■ ИСХОДНЫЙ ОТРЫВОК
^^^^

Такой картиной, на которую смотрят не те, кто должен был бы, и видят на ней вовсе не то, что имел в виду художник, оказывается для мышиного сообщества и сама Жозефина, и ее пение, в котором, по ее собственному утверждению, слушатели ничего не понимают и понять не способны. Они, чего уж там, даже не слушатели, а зрители; это подтверждает и сам рассказчик, респектабельнейший без всякого сомнения господин, который редко-редко позволяет себе сказать хоть что-то от первого (частного, как говорится) лица и ведет речь как представитель какого-то мы, характер которого то и дело меняется. Это мы, за которым его не видать (Кафка старательно убирал из черновиков рассказа фрагменты, где рассказчик выступает от собственного имени), оказывается то всем мышиным народом сразу, единым и неделимым, то аудиторией меломанов, то группой мнимых противников певицы, оппозицией, словно она собралась баллотироваться в президенты или выводить народ из Египта.

И вместе с этим мы рассказчик настаивает на том, что дело тут вовсе не в пении, а в чем-то другом: может быть, в наличии сцены и обращенной к ней аудитории, в необходимости оказаться с исполнительницей лицом к лицу и видеть, как она делает то, что делает? Попробуйте — раз уж вы за это взялись — выделить ее голос из общего гомона, и вы не услышите ничего, кроме обычного писка, Жозефинин голосок разве что слабее и жиже других. Станьте, однако, против нее, и это уже не покажется вам только писком: чтобы оценить ее искусство, мало слышать, надо и видеть.

Не только Pfeifen — но что такое это за слово, что за действие? Иностранные переводы предлагают в качестве эквивалента то свист, то писк, то дудение; мы же согласимся с рассказчиком, что Pfeifen, без дальнейших разъяснений, это то, что делают мыши, а в каком-то смысле даже то, что делает мышей мышами. Дело это безотчетное, как дыхание, и в большой степени просто дыханием и является, только более, что ли, слышным, особенно за работой или в минуты самозабвения, когда ты забываешь обо всем вокруг и свистишь-сопишь, словно один на свете. Да, можно сказать, что свист — это звук мышиной жизни, ее первоочередное свидетельство.

Может, поэтому пение Жозефины, которое, если верить источникам, никак не отличить от заурядного свиста, не кажется народу необычным, неслыханным, чужим, не вызывает того отторжения, на какое вроде вправе рассчитывать искусство новое и небывалое. У нее толпы поклонников, которые рады собраться, чтобы смотреть на нее, как на картину, и слушать — и готовы делать это и в специально отведенных для таких случаев помещениях, и где придется, останавливаясь на бегу (из которого во многом и состоит мышиная жизнь), лишь только она даст понять, что готова приступить и выступить.

^^^^

■ ВЫДЕРЖКА ИЗ ДАННЫХ
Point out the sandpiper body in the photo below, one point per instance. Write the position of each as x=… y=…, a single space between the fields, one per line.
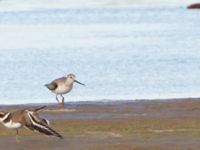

^^^^

■ ЗАДАЧИ
1. Ответь по отрывку о Жозефине:
(a) Какие фрагменты Кафка убирал из черновиков рассказа?
(b) Какие эквиваленты слова Pfeifen предлагают иностранные переводы?
(c) Чего, по словам рассказчика, мало, чтобы оценить искусство Жозефины?
2. Перескажи списком абзац отрывка о Жозефине, начинающийся словами «Не только Pfeifen», сохранив его главные факты.
3. Обнови фрагмент отрывка о Жозефине, заменив «поклонников» на «почитателей». Начни с места, где стоят слова «Может, поэтому пение», и закончи после слов «приступить и выступить.».
Строки здесь никак не используются.

■ РАЗБОР РЕШЕНИЙ
1.
(a) Фрагменты, где рассказчик выступает от собственного имени.
(b) Свист, писк и дудение.
(c) Мало слышать, надо и видеть.

2.
- Иностранные переводы передают слово Pfeifen то как свист, то как писк, то как дудение.
- Вслед за рассказчиком Pfeifen понимается без разъяснений как то, что делают мыши, и в каком-то смысле как то, что делает мышей мышами.
- Это безотчетное действие, во многом просто дыхание, только более слышное, особенно за работой или в минуты самозабвения.
- Свист можно назвать звуком мышиной жизни, ее первоочередным свидетельством.

3.
Может, поэтому пение Жозефины, которое, если верить источникам, никак не отличить от заурядного свиста, не кажется народу необычным, неслыханным, чужим, не вызывает того отторжения, на какое вроде вправе рассчитывать искусство новое и небывалое. У нее толпы почитателей, которые рады собраться, чтобы смотреть на нее, как на картину, и слушать — и готовы делать это и в специально отведенных для таких случаев помещениях, и где придется, останавливаясь на бегу (из которого во многом и состоит мышиная жизнь), лишь только она даст понять, что готова приступить и выступить.